==== Texto fornecido ====

Não foi um dia perfeito (nunca é), mas teve aquele fim de tarde no parque da cidade, com o joão a dizer "mamã" (e "papá") como quem diz gosto de ti, a chamar chê jé (senhor josé) como quem anuncia "olha o que eu sei dizer", a pedir "tiás" (muitas bolachas come aquele miúdo) e a besuntar-me as calças com os restos , a empoleirar-se no pai deitado na relva, a aninhar-se nas minhas pernas, a deslumbrar-se com a erva que lhe entrego para a mão, a enfiar-se no meio dos patos, dos gansos, das pombas e das gaivotas como eu nunca tive coragem. E ainda teve o jantar, uma hora e meia sentado na cadeira entretido a deixar-nos comer sem pressas, portou-se mesmo bem. E teve aquele copo de vinho que me descontraiu como eu estava a precisar. E o anel, que me ficava mal de manhã, nos dedos inchados e ainda dormentes, pouco passava das 8h e já o miúdo me queria arrastar para fora da cama - mas agora acho que é o mais lindo do mundo.

====

No texto sobre o fim de tarde no parque, quanto tempo passou o João sentado na cadeira durante o jantar?

==== Dados registados ====

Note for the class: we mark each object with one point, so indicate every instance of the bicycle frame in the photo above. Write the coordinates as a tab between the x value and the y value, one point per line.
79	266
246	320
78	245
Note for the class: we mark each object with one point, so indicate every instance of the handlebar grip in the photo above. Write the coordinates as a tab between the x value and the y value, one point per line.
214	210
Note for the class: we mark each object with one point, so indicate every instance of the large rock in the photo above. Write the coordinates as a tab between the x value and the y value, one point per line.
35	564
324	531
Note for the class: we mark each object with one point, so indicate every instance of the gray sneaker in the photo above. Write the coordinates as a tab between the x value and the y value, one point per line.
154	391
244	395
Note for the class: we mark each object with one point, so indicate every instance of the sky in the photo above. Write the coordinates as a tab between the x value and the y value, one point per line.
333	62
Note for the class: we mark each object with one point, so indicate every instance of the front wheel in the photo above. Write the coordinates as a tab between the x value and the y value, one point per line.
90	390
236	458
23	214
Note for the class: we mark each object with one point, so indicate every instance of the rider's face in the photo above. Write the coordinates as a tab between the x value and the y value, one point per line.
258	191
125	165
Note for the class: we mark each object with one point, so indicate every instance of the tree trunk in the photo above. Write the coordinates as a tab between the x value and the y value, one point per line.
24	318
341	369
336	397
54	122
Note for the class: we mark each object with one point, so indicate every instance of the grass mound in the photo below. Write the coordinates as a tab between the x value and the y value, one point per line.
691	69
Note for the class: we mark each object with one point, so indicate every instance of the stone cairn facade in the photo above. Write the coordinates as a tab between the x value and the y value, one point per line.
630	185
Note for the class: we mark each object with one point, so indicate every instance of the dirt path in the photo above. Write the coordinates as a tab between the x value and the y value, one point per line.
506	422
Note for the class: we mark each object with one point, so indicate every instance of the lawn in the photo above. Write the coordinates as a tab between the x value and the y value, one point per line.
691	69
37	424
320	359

====

= Resolução =
Uma hora e meia.